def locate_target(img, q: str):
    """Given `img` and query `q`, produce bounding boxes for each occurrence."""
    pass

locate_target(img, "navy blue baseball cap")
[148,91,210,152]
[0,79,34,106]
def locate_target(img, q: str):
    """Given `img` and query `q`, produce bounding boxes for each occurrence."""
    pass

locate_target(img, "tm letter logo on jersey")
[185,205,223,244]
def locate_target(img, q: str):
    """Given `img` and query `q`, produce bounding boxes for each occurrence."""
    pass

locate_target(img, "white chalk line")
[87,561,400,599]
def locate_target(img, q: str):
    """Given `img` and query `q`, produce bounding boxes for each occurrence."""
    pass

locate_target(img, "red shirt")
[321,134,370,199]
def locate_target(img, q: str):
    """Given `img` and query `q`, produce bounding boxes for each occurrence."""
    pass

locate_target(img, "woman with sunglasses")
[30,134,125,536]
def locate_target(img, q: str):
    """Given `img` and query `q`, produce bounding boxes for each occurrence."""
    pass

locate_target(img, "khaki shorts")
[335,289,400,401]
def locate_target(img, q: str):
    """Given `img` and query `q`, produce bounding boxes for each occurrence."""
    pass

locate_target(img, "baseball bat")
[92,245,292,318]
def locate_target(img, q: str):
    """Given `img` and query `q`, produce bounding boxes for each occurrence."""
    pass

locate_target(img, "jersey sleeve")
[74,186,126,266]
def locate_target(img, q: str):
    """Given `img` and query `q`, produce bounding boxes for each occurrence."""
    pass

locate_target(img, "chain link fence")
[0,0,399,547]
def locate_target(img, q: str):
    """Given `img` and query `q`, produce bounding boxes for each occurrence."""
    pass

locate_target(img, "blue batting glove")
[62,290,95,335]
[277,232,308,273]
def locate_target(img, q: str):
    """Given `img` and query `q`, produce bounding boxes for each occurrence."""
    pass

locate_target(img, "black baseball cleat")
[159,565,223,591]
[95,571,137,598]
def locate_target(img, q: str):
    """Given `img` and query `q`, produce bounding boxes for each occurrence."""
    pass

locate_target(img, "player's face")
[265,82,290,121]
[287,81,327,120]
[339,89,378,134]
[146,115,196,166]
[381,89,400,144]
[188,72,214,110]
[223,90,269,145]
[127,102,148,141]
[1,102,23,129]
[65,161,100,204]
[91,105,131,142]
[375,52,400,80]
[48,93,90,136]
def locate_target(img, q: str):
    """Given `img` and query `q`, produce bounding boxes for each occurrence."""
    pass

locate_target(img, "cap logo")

++++++++++++++++++++

**Your goal:** Transcribe the entire listing above exactly.

**Problem solution:**
def locate_target(img, q: str):
    """Given `img` and query `q`, produce bounding boxes for each occurrence."""
    pass

locate_target(img, "navy blue baseball cap")
[148,91,210,152]
[0,79,34,106]
def locate_target(img, q: str):
    """Given `img` and query `q`, produce bounding boxes for each occurrence."""
    pass

locate_target(img, "tm letter logo on jersey")
[185,205,223,244]
def locate_target(img, q: str):
    """Given `img` and query `q`, produce bounding boxes for each occurrence."""
    pass

locate_target(img, "white chalk line")
[87,561,400,599]
def locate_target(img, q: str):
    """Given `img` and query `q`, produce bounding boxes for each occurrence."""
    pass

locate_target(img, "red shirt")
[321,134,370,199]
def locate_target(img, q: str):
    """Given `img` and query `q`, produce bounding boxes for each occurrence."""
    pass

locate_target(img, "woman with sunglasses")
[30,134,125,536]
def locate_target(img, q: str):
    """Given `img` and query `q`, produce bounding boxes for each occurrence."""
    pass

locate_target(img, "khaki shorts")
[335,289,400,401]
def locate_target(img, q: str):
    """Given `img` and query `q`, produce bounding boxes for each occurrence."""
    pass

locate_target(img, "baseball bat")
[92,245,292,318]
def locate_target(img, q: str):
    """Given `img` and query `q`, produce bounding boxes for each occurrence."""
    pass

locate_target(img, "jersey sleeve")
[74,186,126,266]
def locate_target(img, q: str):
    """Given `img` and query `q`, produce bounding boxes for each occurrence."""
    pass

locate_target(img, "chain link fence")
[0,0,399,547]
def locate_target(img, q: str):
    """Given `img` and query `q`, produce bounding boxes for each occurrence."""
    pass

locate_target(img, "blue batting glove")
[62,290,95,335]
[277,232,308,273]
def locate_target(img, q: str):
    """Given `img` and query `q`, produce bounding boxes for each occurrence."""
    pass

locate_target(img, "black baseball cleat")
[159,565,223,591]
[95,571,137,598]
def locate_target(img, q: str):
    """Given `img` and query `q`, produce bounding boxes for each occurrence."""
    pass

locate_target(img, "player's face")
[265,82,290,121]
[287,81,327,120]
[339,89,378,134]
[146,115,196,166]
[381,89,400,144]
[188,72,214,110]
[223,90,269,145]
[127,102,148,141]
[1,102,23,129]
[65,161,100,204]
[91,105,131,142]
[375,52,400,80]
[48,93,90,136]
def locate_target(img, q: str):
    """Given `img` and query `q`, produce bounding boxes for each occurrence."""
    pass

locate_target(img, "cap logo")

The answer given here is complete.